**Working data**
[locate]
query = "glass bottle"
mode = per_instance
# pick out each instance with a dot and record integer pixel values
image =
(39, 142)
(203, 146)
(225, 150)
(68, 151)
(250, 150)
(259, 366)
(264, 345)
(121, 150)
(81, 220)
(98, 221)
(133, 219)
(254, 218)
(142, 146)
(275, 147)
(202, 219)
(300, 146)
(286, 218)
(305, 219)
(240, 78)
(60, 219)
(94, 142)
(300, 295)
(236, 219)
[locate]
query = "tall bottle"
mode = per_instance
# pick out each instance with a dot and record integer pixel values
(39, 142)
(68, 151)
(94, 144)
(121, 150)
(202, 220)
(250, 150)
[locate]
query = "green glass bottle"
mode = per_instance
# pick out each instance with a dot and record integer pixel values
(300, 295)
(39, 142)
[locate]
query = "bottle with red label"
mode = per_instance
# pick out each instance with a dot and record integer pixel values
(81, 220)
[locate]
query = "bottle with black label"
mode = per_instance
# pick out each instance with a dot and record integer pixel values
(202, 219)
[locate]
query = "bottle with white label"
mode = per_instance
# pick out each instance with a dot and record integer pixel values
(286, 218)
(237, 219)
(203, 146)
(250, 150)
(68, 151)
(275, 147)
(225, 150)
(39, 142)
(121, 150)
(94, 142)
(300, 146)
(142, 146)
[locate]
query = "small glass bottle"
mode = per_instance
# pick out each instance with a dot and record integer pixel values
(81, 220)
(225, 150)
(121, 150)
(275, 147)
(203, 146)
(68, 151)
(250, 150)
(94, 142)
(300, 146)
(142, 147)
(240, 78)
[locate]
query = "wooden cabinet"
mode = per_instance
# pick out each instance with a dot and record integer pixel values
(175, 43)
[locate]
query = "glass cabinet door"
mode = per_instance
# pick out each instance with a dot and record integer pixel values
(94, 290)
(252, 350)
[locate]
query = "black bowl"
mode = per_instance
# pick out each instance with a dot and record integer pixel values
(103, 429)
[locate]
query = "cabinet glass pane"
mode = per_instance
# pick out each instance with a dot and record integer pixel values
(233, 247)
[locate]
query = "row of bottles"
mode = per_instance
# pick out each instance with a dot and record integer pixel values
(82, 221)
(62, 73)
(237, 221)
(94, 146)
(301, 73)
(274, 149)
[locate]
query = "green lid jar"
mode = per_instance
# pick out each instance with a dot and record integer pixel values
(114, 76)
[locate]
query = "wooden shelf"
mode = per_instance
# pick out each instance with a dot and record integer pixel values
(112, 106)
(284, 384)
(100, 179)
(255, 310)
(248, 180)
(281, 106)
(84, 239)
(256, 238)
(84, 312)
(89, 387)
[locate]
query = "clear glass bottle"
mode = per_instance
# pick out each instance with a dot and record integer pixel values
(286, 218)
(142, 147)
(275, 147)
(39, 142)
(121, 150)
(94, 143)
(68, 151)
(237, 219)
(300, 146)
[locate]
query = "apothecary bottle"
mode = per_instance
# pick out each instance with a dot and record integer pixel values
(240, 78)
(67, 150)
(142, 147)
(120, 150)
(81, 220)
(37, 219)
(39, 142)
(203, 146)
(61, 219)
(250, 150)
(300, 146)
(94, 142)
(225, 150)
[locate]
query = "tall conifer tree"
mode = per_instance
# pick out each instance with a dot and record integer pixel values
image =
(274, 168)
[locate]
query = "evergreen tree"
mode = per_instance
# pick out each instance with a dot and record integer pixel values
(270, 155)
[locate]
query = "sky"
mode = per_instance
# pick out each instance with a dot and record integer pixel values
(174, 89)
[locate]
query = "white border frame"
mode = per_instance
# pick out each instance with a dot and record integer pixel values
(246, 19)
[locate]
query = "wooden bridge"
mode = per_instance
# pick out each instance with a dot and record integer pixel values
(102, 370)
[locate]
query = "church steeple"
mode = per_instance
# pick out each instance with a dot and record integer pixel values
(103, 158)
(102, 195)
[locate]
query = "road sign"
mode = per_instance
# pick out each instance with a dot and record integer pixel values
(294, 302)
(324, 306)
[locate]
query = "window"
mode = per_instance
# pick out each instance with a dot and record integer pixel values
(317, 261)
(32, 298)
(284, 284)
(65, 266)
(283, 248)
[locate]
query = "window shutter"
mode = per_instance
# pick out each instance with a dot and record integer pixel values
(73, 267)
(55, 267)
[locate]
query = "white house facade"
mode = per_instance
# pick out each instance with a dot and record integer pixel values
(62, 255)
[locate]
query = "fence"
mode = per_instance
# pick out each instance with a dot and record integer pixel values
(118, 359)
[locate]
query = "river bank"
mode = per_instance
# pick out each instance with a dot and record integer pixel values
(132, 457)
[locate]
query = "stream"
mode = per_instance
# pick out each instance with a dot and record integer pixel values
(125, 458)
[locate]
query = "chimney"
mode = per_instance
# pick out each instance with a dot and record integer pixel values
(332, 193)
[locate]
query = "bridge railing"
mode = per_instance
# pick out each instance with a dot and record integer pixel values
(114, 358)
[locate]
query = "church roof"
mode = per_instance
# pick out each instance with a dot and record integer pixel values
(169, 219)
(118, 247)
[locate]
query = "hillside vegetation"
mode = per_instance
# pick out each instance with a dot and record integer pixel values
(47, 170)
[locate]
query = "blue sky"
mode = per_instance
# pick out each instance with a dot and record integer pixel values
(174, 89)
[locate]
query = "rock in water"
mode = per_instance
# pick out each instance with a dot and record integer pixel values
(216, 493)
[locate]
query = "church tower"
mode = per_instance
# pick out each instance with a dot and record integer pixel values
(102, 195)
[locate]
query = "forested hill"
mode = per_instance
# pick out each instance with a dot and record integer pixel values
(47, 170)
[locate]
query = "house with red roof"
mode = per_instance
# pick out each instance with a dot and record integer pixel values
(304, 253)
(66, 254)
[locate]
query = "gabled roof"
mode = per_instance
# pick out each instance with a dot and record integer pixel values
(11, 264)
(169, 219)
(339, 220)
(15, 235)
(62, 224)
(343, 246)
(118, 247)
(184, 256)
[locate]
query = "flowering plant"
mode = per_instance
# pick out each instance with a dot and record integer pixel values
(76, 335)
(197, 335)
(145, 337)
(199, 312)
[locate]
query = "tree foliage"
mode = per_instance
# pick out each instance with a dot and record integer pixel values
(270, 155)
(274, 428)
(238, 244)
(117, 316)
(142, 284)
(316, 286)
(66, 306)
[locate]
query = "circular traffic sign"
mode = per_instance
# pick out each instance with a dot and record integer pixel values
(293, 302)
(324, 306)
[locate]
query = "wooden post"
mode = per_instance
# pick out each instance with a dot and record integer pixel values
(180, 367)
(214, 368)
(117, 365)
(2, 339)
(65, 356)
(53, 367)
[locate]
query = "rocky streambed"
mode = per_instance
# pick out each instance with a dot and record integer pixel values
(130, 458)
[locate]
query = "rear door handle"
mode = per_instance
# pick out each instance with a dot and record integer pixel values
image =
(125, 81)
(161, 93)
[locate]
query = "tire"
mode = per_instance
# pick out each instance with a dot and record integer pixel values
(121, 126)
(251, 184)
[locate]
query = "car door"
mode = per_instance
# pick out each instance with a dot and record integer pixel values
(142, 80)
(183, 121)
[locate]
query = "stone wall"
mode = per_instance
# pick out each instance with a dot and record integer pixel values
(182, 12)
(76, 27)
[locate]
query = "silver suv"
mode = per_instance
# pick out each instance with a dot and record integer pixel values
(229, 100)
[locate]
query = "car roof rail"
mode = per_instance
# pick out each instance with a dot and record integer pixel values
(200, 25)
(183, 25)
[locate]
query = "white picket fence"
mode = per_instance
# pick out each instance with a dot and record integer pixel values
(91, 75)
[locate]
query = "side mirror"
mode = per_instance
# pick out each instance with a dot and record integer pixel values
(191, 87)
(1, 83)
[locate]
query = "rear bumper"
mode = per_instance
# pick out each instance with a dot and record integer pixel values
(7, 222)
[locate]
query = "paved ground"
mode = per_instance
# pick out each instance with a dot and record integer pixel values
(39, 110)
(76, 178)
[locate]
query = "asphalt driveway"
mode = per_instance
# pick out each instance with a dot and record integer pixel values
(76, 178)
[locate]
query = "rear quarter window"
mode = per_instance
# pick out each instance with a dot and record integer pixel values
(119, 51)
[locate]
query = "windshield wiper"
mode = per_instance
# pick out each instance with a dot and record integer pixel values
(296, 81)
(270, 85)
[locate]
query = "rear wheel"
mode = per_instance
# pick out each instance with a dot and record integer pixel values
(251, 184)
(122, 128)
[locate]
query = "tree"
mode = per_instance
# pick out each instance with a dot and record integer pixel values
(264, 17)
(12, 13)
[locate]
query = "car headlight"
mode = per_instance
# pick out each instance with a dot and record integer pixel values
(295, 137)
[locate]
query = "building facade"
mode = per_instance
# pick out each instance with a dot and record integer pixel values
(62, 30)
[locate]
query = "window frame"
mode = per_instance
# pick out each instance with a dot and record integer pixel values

**Problem**
Where does the string "sign" appear in the records above? Show every line that holds it.

**Response area**
query = "road sign"
query = "circular traffic sign"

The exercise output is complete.